- Requirement
Reproduce the following material verbatim, preserving every line and character without alteration.

- Data for processing

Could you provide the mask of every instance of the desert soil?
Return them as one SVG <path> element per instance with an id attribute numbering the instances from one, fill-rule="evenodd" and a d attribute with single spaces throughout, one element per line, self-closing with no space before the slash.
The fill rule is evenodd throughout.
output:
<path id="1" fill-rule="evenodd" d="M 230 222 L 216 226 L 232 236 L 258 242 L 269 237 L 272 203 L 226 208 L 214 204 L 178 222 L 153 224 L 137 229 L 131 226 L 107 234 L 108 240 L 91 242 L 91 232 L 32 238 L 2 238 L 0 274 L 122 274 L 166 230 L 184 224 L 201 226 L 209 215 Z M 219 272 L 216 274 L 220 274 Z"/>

- Answer
Could you provide the mask of every instance of the desert soil?
Return them as one SVG <path> element per instance with an id attribute numbering the instances from one, fill-rule="evenodd" and a d attribute with single spaces throughout, one element per line, self-closing with no space before the slash.
The fill rule is evenodd throughout.
output:
<path id="1" fill-rule="evenodd" d="M 230 222 L 216 226 L 232 236 L 258 242 L 269 237 L 272 203 L 226 208 L 214 204 L 178 222 L 153 224 L 137 229 L 131 226 L 107 234 L 108 240 L 91 242 L 91 232 L 32 238 L 2 238 L 0 274 L 122 274 L 166 230 L 184 224 L 201 226 L 209 215 Z M 219 272 L 216 274 L 220 274 Z"/>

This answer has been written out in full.